** Start Available records **
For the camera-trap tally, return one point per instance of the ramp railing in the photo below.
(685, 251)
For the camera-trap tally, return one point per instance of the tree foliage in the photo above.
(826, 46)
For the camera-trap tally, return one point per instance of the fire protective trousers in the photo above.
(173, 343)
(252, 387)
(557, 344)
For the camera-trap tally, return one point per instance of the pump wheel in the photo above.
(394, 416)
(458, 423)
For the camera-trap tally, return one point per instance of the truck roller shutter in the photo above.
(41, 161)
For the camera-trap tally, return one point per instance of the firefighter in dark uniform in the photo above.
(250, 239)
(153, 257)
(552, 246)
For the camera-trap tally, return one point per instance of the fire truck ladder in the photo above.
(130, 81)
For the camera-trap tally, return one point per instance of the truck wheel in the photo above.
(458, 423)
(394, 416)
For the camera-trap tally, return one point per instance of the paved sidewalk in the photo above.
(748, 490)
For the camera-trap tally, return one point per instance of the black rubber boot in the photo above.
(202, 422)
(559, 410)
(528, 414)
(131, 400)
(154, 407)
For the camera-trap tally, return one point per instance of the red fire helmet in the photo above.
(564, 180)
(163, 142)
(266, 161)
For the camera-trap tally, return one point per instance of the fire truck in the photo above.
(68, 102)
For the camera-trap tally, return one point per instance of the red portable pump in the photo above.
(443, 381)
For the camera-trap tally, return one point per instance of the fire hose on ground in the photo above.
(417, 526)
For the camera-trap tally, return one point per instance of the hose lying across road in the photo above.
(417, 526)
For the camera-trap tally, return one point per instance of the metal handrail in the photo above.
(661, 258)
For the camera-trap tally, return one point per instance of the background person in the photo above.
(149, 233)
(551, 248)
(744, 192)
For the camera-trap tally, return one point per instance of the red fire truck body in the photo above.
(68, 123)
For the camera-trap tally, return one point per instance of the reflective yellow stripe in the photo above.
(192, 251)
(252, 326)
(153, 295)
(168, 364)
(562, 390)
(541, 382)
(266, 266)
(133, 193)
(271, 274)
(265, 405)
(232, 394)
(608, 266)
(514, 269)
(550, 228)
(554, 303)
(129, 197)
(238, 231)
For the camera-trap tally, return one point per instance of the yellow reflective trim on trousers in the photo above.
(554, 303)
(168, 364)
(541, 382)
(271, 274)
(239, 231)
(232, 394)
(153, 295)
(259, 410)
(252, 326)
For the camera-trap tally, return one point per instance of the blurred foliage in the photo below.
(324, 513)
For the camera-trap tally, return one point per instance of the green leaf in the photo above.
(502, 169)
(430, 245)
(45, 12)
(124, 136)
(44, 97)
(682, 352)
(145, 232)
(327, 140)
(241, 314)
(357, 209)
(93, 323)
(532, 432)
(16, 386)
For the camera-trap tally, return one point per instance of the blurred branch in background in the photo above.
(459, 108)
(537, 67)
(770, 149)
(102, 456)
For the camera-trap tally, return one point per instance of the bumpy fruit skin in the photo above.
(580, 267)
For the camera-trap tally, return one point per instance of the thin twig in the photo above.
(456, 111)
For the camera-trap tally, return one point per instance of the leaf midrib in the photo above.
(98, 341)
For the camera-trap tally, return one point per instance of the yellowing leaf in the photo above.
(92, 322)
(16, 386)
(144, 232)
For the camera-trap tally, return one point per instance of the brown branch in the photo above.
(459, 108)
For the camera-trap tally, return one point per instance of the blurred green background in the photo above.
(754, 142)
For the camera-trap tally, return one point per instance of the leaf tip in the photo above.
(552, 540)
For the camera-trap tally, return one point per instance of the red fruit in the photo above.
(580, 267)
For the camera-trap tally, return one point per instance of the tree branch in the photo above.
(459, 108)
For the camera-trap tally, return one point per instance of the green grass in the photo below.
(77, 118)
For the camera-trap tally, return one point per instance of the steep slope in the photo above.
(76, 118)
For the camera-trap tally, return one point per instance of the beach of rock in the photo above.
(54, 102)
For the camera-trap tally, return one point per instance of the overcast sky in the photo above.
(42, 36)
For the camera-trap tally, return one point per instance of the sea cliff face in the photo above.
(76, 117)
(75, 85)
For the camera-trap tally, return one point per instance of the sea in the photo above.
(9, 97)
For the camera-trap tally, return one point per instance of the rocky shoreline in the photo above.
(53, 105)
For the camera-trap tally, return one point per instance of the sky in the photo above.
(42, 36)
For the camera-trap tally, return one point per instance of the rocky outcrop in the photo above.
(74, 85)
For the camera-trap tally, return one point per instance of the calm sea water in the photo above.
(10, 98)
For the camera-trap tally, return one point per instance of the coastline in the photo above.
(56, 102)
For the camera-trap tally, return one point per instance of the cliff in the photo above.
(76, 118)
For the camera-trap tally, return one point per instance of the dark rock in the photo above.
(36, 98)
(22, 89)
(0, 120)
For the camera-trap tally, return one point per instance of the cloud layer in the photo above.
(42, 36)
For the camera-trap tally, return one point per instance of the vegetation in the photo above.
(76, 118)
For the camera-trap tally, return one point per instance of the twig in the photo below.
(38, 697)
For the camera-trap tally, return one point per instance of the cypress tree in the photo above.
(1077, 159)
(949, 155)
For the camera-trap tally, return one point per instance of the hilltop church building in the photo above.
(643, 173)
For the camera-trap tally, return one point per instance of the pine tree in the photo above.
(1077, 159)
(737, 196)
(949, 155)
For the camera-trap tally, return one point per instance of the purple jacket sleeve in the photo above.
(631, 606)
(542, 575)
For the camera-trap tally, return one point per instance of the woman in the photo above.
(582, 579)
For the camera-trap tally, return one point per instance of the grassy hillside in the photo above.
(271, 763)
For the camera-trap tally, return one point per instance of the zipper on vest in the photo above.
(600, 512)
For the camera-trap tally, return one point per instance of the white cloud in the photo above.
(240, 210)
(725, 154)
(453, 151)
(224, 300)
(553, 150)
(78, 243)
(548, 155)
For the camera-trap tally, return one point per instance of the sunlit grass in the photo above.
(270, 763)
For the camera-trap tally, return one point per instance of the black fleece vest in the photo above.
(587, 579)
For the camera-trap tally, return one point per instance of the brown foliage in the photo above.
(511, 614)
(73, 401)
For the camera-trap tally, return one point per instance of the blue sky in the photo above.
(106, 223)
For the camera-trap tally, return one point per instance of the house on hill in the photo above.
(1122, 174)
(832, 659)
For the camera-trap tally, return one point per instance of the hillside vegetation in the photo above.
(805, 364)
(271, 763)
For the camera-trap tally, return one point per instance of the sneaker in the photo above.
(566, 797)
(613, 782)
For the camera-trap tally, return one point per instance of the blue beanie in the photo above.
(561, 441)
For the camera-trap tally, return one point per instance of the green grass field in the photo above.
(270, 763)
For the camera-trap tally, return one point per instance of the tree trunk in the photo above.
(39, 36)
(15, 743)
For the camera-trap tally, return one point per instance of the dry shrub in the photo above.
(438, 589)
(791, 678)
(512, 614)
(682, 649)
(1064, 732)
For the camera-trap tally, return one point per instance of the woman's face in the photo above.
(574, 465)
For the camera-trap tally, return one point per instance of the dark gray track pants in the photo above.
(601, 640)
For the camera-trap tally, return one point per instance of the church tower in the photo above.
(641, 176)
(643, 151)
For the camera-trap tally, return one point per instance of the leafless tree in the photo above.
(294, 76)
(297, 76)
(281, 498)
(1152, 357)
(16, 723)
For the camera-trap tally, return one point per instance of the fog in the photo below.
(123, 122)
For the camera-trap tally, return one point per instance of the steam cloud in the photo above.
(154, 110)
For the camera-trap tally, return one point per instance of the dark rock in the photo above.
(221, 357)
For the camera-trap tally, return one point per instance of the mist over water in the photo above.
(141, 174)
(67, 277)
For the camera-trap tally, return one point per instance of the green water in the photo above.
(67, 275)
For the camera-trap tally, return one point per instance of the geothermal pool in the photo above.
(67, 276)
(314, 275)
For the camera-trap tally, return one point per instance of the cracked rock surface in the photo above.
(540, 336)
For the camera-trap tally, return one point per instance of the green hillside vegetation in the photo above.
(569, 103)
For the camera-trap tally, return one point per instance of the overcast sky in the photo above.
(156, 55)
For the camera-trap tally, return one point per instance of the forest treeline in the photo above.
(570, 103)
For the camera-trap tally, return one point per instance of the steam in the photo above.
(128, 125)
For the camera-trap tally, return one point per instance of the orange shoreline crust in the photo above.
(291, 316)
** End Available records **
Reproduce, word for word, only the lines from the one that contains "green hillside vegetation in the photo above." through the final line.

*Solution for this problem*
For the camera-trap tally, return one point per instance of the green hillside vegetation in the photo above.
(569, 103)
For the camera-trap tally, return one point per instance of the overcast sky in the photo above.
(156, 55)
For the camera-trap tally, return one point per instance of the forest treeline in the photo above.
(570, 103)
For the camera-trap tally, return one point per instance of the steam in the photo above.
(128, 125)
For the camera-trap tally, return one point per instance of the orange shoreline crust in the photo above.
(291, 316)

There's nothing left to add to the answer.